Task statement: Up to and including the line with "# test: pointer marks one dot per instance of the eyebrow", restate the material below word for word, beginning with its first line.

——————

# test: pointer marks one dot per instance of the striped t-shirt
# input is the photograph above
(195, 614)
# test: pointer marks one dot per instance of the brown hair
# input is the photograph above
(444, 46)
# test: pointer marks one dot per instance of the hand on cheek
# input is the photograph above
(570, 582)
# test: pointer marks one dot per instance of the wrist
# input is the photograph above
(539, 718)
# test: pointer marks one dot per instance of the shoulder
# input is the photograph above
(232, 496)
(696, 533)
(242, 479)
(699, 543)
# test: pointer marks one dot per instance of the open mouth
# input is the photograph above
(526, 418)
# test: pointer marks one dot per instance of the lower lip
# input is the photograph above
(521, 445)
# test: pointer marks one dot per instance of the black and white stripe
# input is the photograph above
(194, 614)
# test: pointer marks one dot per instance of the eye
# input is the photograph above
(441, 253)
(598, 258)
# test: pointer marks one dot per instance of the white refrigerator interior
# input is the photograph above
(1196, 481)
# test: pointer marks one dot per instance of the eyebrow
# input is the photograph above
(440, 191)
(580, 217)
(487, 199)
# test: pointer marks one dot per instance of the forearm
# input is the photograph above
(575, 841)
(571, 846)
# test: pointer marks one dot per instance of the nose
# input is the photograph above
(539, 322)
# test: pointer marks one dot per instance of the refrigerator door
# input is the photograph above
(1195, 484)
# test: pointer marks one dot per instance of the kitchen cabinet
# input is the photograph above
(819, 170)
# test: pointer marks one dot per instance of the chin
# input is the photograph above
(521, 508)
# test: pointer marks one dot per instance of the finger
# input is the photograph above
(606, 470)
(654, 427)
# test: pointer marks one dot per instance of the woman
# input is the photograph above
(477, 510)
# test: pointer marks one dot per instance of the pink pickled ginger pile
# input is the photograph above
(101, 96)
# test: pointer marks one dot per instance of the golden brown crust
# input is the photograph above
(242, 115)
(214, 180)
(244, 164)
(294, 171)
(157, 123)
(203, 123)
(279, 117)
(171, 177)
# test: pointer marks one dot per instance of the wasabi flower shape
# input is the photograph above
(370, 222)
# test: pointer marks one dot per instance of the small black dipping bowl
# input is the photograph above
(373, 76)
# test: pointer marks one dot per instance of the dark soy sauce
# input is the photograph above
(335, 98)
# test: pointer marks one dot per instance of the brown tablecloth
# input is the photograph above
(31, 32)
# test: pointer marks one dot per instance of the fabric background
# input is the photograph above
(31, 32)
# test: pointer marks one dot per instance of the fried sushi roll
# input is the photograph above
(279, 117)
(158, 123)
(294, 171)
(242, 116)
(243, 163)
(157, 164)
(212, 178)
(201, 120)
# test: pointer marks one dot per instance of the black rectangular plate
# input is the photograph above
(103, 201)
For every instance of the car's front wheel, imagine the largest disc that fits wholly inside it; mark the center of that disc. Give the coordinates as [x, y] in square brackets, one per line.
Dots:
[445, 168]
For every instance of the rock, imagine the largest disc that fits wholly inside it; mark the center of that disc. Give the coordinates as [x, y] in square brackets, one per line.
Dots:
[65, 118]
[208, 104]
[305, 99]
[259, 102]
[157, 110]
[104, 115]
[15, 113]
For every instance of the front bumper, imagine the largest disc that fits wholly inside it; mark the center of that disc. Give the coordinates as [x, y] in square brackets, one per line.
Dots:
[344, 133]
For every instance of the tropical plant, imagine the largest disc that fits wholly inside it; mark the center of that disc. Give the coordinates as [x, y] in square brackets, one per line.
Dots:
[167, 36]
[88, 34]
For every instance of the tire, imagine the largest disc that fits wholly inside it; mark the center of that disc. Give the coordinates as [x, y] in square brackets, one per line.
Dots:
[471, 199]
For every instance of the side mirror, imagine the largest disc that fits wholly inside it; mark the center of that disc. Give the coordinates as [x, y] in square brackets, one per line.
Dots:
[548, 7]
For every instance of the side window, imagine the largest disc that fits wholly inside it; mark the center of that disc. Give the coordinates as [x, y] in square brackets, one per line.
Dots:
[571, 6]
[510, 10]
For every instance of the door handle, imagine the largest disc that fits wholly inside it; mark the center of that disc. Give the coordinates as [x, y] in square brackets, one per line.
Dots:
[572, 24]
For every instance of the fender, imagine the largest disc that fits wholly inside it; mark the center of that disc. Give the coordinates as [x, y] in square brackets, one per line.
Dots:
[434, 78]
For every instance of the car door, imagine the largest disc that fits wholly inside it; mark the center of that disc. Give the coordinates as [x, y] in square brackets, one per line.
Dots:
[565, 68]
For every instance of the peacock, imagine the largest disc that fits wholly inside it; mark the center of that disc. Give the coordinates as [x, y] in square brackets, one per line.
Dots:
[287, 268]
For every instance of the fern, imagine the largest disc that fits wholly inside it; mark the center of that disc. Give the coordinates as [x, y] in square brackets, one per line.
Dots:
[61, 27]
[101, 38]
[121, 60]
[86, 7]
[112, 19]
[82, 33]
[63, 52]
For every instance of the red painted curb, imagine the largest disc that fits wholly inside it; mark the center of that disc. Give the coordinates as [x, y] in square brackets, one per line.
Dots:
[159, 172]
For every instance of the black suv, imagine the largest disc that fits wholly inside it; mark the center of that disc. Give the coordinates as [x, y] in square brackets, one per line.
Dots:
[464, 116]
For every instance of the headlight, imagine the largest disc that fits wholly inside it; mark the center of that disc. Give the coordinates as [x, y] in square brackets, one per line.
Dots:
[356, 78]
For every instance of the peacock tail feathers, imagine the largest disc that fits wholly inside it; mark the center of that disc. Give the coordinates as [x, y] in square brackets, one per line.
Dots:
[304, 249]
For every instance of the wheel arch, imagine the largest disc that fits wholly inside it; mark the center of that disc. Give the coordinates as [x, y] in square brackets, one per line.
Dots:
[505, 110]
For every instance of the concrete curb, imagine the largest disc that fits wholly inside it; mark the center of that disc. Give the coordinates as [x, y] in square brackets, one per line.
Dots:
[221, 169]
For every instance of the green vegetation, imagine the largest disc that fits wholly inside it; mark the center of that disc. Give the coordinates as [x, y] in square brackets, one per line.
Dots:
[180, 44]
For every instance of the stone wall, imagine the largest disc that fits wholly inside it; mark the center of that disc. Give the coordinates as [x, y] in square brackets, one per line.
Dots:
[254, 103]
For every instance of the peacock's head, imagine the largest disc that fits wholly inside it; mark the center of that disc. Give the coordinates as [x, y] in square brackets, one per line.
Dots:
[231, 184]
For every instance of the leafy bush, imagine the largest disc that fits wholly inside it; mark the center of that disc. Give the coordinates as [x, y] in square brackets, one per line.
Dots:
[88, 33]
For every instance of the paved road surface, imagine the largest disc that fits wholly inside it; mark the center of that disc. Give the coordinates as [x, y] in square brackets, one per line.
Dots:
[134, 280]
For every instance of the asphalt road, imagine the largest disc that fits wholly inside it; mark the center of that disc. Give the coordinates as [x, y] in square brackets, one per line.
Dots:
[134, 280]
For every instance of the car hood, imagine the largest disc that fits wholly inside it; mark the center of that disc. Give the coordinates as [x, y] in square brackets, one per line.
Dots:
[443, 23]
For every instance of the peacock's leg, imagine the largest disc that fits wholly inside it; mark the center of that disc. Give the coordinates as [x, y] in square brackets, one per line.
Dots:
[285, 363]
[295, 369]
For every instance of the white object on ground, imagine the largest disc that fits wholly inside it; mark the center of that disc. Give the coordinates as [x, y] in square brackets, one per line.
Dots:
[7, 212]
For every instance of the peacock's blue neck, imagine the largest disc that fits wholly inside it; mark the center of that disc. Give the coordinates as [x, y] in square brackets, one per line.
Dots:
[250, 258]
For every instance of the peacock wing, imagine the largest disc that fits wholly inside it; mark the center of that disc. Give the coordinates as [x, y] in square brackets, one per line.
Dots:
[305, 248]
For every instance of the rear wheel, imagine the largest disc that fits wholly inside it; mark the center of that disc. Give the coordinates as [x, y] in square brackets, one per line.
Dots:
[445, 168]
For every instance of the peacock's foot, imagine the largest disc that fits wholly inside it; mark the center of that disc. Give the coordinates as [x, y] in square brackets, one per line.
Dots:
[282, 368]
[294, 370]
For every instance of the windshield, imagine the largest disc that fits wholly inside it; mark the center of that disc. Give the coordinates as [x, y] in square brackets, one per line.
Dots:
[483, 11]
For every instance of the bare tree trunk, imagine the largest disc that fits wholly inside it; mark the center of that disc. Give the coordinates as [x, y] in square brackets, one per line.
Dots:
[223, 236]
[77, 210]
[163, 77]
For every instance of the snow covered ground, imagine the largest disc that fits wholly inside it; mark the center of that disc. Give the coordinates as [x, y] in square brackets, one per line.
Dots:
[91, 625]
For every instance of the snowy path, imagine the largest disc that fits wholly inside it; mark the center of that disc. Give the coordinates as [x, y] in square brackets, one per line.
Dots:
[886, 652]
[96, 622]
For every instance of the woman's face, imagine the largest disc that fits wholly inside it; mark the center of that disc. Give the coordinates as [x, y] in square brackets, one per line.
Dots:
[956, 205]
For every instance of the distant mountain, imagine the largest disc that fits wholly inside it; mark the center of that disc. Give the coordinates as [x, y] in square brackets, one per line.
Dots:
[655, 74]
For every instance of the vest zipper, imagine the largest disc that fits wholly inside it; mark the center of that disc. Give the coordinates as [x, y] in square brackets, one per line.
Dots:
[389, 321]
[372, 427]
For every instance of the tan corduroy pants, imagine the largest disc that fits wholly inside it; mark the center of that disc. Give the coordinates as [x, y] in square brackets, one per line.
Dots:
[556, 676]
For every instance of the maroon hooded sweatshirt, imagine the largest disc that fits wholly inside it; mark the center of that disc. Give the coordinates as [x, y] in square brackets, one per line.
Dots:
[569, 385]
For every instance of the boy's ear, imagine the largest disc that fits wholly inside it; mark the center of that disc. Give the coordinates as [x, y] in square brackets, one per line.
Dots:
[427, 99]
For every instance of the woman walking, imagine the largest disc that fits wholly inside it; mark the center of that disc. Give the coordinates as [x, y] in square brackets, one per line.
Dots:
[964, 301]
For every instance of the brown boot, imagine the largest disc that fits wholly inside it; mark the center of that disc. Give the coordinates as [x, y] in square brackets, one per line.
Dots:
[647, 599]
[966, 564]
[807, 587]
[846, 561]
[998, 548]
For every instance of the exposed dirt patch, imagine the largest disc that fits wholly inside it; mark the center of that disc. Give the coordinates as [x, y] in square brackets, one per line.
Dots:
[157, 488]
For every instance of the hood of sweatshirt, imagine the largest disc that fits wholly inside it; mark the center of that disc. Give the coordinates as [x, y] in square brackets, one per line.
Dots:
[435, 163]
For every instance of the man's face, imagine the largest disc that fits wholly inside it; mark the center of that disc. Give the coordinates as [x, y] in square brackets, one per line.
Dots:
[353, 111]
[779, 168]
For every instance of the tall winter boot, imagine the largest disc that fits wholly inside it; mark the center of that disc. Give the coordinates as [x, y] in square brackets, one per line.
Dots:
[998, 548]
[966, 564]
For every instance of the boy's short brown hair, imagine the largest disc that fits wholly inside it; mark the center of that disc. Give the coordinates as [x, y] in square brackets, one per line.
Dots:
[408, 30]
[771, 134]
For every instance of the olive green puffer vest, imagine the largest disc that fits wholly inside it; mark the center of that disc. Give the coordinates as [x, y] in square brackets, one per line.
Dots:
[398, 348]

——————

Exercise response:
# test: pointer marks one dot per instance of the striped t-shirt
# input is the photograph above
(195, 614)
# test: pointer marks one dot per instance of the brown hair
# input is the photograph above
(444, 46)
# test: pointer marks one dot per instance of the hand on cheek
# input is the photograph above
(570, 582)
# test: pointer marks one dot per instance of the wrist
# input is the photograph above
(539, 718)
# test: pointer marks one dot per instance of the shoulder
# input is the photograph above
(232, 496)
(696, 533)
(242, 479)
(699, 543)
# test: pointer marks one dot per instance of the open mouth
# input is the photograph above
(526, 418)
# test: pointer marks one dot per instance of the lower lip
# input is the photograph above
(521, 445)
# test: pointer marks one dot per instance of the black and white stripe
# input is the photograph above
(194, 614)
# test: pointer marks one dot per instance of the eye
# input is the photograph above
(441, 253)
(598, 258)
# test: pointer marks one dot per instance of the white refrigerator interior
# input is the photograph above
(1196, 481)
# test: pointer marks one dot per instance of the eyebrow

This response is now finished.